§ Work instructions
Pick out every line in the entries below that contains the string "window", and copy each of those lines. Case counts.
── Stored records ──
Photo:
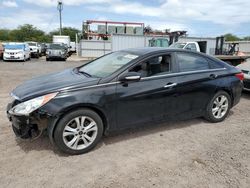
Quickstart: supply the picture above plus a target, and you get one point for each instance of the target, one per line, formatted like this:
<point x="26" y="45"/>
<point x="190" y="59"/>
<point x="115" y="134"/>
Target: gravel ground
<point x="190" y="153"/>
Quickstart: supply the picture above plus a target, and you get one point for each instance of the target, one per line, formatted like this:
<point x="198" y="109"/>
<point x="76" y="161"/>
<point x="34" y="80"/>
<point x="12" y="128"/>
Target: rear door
<point x="145" y="101"/>
<point x="196" y="84"/>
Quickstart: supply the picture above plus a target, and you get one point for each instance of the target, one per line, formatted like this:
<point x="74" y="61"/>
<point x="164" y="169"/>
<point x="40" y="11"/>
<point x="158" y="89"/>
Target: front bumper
<point x="246" y="84"/>
<point x="13" y="57"/>
<point x="27" y="126"/>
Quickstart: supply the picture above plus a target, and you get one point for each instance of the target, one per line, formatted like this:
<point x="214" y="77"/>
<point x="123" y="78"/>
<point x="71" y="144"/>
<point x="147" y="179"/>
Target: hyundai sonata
<point x="121" y="90"/>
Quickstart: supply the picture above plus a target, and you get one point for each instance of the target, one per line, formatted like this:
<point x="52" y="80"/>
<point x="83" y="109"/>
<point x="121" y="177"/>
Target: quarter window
<point x="190" y="62"/>
<point x="157" y="65"/>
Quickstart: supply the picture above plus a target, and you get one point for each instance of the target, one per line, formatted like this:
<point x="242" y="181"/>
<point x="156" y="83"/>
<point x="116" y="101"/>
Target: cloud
<point x="10" y="4"/>
<point x="43" y="20"/>
<point x="225" y="12"/>
<point x="53" y="3"/>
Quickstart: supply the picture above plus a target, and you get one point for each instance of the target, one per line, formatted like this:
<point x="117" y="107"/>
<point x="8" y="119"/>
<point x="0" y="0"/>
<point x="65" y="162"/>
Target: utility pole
<point x="60" y="8"/>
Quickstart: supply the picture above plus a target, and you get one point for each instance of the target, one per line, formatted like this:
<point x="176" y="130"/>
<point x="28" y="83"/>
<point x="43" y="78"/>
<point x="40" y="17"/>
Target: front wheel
<point x="218" y="108"/>
<point x="79" y="131"/>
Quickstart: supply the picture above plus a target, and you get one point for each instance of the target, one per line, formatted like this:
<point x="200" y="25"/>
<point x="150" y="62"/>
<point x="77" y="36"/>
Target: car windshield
<point x="14" y="47"/>
<point x="177" y="45"/>
<point x="107" y="64"/>
<point x="32" y="44"/>
<point x="56" y="46"/>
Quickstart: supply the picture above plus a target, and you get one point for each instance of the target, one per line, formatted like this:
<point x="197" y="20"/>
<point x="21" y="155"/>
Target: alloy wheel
<point x="80" y="132"/>
<point x="220" y="106"/>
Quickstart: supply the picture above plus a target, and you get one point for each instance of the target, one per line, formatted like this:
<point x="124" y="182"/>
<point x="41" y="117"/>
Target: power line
<point x="60" y="8"/>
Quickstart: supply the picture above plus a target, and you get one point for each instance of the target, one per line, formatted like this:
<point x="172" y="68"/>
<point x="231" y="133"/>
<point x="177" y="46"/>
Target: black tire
<point x="59" y="130"/>
<point x="209" y="116"/>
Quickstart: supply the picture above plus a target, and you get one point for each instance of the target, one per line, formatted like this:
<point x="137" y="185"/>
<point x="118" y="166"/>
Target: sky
<point x="203" y="18"/>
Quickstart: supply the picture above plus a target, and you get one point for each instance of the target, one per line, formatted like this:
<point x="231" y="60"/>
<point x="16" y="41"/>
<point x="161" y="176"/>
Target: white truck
<point x="35" y="49"/>
<point x="62" y="39"/>
<point x="229" y="54"/>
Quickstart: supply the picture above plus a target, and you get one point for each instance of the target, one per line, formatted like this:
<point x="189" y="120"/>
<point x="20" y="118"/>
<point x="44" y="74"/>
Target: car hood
<point x="67" y="79"/>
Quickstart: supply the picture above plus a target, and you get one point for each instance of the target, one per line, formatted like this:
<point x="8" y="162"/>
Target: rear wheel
<point x="79" y="131"/>
<point x="218" y="108"/>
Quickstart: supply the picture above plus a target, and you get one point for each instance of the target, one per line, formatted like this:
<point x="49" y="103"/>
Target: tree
<point x="246" y="38"/>
<point x="69" y="31"/>
<point x="231" y="37"/>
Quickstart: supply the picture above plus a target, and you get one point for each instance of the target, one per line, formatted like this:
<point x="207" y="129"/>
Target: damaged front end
<point x="26" y="118"/>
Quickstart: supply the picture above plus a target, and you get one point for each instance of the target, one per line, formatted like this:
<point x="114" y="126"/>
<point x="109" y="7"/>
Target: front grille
<point x="245" y="71"/>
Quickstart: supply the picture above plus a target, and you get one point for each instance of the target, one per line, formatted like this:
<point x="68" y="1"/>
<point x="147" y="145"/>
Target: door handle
<point x="169" y="85"/>
<point x="212" y="76"/>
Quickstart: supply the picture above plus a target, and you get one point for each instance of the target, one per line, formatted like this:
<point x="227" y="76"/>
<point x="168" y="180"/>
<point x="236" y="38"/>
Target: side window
<point x="191" y="47"/>
<point x="191" y="62"/>
<point x="154" y="66"/>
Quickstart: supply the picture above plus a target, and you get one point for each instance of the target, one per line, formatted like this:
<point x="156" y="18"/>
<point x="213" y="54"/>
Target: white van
<point x="16" y="51"/>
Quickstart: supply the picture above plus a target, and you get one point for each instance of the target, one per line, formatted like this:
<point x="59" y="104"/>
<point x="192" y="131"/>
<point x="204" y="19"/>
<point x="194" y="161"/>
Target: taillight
───
§ Exercise result
Target: quarter window
Target: side window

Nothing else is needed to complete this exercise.